*REQUEST*: Rewrite everything from the start of the items down to the line containing "90L256 55L159 64L172", replacing "rough mask" with "coarse mask" and leaving all else unchanged.

*MATERIAL PROVIDED*:
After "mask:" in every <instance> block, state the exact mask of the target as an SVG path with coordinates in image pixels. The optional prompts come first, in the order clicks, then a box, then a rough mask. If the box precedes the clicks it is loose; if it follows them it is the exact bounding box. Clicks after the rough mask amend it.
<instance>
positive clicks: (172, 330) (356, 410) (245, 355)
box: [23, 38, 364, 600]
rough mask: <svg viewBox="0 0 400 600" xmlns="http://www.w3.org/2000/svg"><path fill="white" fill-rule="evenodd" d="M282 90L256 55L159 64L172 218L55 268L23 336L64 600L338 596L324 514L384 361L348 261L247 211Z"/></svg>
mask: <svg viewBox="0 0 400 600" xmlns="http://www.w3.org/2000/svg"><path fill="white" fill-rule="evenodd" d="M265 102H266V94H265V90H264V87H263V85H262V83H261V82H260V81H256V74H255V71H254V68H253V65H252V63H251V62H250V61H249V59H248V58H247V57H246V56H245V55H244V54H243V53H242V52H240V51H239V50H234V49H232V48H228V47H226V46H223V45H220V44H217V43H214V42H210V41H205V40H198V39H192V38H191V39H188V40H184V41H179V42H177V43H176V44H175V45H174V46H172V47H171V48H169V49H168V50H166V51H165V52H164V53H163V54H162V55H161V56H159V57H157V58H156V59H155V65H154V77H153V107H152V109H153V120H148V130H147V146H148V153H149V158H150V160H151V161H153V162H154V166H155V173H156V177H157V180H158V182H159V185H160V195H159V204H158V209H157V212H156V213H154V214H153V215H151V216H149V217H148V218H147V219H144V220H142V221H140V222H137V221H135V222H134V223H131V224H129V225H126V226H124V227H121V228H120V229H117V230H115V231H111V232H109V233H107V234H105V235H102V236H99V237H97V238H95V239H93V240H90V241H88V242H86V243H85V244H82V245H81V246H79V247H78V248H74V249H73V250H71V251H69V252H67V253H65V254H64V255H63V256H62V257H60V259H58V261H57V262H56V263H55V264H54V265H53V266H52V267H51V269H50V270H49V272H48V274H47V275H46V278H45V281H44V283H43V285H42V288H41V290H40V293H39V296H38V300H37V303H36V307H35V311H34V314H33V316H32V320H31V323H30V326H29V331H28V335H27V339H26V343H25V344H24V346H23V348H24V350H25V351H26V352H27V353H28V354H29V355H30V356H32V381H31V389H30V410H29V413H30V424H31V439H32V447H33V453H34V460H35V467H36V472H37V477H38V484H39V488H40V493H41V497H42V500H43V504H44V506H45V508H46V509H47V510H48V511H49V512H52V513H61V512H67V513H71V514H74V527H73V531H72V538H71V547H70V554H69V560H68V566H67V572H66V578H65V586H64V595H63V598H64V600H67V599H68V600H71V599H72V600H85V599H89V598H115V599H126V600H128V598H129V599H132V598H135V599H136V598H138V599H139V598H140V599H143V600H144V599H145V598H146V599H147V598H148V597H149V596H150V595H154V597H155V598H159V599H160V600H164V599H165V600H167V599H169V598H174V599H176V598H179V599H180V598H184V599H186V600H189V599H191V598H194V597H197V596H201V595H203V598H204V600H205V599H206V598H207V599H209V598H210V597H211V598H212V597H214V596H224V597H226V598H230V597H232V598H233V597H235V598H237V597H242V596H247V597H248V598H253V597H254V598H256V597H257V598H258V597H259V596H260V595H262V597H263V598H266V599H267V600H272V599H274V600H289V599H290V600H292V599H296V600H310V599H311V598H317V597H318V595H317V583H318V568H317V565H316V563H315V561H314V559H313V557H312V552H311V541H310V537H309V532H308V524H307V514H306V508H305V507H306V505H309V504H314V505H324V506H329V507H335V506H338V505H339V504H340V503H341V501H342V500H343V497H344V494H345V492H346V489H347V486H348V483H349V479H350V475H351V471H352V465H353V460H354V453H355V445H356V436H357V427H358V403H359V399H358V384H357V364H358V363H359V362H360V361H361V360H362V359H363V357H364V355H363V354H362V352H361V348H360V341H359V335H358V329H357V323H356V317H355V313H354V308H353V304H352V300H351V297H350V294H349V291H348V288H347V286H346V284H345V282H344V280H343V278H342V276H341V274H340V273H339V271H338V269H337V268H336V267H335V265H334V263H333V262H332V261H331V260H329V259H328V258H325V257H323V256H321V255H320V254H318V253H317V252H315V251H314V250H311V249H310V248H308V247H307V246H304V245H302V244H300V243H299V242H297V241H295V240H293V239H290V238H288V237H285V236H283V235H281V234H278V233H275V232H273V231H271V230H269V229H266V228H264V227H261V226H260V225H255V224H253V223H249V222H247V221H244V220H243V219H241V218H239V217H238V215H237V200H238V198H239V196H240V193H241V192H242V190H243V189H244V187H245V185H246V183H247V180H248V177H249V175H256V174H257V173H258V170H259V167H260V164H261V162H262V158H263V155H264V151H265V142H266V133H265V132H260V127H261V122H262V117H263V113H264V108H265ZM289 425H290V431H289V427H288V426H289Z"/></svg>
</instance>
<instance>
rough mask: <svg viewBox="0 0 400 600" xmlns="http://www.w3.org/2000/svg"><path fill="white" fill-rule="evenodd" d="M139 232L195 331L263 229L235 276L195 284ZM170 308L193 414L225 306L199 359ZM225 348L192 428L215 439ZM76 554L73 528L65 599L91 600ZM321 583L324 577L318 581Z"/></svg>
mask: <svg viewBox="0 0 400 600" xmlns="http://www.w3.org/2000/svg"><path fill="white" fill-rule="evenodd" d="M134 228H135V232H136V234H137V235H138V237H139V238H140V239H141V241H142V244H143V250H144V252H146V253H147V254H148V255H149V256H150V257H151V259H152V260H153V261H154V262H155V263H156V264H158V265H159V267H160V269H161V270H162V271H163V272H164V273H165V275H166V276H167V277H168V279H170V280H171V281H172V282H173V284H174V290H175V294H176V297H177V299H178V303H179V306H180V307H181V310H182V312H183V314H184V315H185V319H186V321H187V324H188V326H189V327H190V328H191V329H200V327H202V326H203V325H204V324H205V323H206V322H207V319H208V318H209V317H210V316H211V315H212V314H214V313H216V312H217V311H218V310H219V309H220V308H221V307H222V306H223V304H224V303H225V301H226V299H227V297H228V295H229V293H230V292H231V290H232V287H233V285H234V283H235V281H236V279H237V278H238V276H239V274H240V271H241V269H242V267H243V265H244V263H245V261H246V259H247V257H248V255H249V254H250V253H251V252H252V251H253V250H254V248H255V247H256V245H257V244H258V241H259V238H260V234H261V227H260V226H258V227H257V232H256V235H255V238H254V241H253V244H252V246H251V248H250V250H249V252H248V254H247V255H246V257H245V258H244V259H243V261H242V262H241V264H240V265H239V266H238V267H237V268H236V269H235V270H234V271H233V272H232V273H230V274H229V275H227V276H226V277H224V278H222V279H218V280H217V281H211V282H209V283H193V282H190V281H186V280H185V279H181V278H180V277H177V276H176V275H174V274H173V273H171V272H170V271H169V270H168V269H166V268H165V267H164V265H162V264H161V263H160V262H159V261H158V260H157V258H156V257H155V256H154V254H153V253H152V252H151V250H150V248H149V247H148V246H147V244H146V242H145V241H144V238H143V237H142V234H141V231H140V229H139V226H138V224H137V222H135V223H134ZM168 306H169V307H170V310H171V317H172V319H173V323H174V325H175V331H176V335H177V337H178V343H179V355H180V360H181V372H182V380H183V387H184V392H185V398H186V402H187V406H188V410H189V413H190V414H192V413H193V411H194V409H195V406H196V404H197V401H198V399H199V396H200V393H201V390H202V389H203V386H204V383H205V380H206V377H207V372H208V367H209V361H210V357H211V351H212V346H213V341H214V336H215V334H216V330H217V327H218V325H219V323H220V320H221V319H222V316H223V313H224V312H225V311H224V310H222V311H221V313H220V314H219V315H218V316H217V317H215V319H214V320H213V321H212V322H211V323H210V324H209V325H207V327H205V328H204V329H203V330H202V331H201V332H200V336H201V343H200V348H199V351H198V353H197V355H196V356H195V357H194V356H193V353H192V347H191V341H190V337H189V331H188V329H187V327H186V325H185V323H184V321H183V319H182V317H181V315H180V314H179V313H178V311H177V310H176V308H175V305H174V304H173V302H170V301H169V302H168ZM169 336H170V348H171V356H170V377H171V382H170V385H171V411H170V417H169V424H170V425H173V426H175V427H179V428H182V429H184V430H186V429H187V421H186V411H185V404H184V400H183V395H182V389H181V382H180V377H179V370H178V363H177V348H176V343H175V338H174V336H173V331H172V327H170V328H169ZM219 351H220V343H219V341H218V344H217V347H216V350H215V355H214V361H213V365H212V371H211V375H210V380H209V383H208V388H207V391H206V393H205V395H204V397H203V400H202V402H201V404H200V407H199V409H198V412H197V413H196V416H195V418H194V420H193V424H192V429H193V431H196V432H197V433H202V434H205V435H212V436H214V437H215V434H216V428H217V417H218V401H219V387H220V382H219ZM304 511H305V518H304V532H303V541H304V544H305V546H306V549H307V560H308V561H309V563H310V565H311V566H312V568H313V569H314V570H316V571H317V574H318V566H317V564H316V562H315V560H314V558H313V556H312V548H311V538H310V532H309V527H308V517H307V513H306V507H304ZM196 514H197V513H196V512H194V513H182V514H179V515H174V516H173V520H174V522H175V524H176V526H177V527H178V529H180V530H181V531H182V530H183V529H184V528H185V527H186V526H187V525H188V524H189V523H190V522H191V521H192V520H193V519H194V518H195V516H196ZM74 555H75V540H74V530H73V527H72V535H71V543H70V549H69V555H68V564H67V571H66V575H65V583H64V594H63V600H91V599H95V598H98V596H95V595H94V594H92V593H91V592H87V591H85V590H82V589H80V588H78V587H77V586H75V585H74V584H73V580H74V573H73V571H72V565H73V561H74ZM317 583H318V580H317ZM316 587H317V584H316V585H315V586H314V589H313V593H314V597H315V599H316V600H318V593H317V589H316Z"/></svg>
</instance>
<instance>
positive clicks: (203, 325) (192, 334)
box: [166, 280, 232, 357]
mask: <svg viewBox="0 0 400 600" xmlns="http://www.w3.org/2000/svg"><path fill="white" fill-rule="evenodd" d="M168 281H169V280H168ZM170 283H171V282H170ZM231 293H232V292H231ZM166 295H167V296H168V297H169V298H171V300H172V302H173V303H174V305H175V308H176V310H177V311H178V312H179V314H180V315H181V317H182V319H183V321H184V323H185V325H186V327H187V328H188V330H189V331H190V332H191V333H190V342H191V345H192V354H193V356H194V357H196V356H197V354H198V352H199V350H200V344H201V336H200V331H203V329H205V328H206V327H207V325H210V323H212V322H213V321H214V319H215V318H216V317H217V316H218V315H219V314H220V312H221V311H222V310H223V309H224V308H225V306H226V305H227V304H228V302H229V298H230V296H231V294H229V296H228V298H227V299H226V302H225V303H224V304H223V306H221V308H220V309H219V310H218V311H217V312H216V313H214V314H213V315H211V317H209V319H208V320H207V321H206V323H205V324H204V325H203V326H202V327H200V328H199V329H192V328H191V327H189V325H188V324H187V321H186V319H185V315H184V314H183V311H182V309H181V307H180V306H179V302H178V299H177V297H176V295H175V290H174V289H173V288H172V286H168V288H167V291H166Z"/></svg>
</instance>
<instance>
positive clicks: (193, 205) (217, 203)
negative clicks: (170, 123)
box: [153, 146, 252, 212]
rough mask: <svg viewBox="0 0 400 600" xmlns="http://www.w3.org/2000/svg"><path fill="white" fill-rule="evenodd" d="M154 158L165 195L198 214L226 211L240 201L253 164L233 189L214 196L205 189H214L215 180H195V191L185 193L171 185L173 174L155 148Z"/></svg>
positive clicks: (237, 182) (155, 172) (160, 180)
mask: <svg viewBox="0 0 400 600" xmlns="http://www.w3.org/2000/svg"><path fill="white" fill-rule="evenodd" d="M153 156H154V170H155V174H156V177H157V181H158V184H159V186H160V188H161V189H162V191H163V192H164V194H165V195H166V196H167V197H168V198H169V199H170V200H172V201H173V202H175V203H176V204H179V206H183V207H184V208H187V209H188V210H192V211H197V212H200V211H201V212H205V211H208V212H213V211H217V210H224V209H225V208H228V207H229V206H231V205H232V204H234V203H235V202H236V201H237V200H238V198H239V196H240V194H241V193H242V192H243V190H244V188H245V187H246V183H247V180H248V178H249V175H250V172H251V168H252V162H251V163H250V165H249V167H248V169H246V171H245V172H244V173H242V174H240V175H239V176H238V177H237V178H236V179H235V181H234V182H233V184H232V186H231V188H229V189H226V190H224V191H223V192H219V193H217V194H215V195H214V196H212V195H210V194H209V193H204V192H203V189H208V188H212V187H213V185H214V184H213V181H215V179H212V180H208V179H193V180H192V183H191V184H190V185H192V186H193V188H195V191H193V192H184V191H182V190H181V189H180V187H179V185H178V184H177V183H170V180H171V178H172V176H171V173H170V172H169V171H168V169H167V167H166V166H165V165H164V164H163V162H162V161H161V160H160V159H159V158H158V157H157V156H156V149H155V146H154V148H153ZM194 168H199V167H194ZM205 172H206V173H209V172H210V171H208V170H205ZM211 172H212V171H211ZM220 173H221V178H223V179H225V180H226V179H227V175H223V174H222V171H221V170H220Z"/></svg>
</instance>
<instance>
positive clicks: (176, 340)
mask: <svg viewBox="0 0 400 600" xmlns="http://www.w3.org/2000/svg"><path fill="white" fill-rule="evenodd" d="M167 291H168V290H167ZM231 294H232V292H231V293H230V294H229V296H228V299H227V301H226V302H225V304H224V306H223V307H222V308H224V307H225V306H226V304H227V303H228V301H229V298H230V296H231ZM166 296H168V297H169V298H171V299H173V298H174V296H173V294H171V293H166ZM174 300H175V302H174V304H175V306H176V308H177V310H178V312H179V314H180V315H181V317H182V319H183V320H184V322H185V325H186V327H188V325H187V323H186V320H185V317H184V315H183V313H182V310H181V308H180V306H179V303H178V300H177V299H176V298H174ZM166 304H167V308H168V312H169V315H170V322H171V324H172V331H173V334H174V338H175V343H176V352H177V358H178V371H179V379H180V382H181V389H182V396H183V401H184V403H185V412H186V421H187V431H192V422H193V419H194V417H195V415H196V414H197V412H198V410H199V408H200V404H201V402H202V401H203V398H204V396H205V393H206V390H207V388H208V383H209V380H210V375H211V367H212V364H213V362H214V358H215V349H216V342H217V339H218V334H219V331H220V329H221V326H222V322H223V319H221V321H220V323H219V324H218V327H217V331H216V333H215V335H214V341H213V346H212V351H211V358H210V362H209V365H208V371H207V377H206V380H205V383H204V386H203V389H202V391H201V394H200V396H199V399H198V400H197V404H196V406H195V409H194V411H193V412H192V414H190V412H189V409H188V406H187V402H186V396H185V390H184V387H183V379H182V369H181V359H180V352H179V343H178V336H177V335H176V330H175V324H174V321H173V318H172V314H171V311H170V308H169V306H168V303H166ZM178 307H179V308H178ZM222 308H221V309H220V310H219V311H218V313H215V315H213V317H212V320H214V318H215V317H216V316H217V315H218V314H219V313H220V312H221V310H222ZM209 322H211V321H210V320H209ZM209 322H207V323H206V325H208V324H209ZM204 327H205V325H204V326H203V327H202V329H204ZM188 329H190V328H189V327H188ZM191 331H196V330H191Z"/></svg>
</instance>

*SOLUTION FOR THIS EXERCISE*:
After "mask:" in every <instance> block, state the exact mask of the target as an SVG path with coordinates in image pixels. The optional prompts come first, in the order clicks, then a box, then a coarse mask. If the box precedes the clicks it is loose; if it follows them it is the exact bounding box. Clicks after the coarse mask amend it.
<instance>
positive clicks: (172, 330) (356, 410) (245, 355)
box: [23, 38, 364, 600]
coarse mask: <svg viewBox="0 0 400 600" xmlns="http://www.w3.org/2000/svg"><path fill="white" fill-rule="evenodd" d="M282 90L256 55L159 64L172 218L55 268L23 336L64 600L338 596L324 514L384 361L348 261L247 211Z"/></svg>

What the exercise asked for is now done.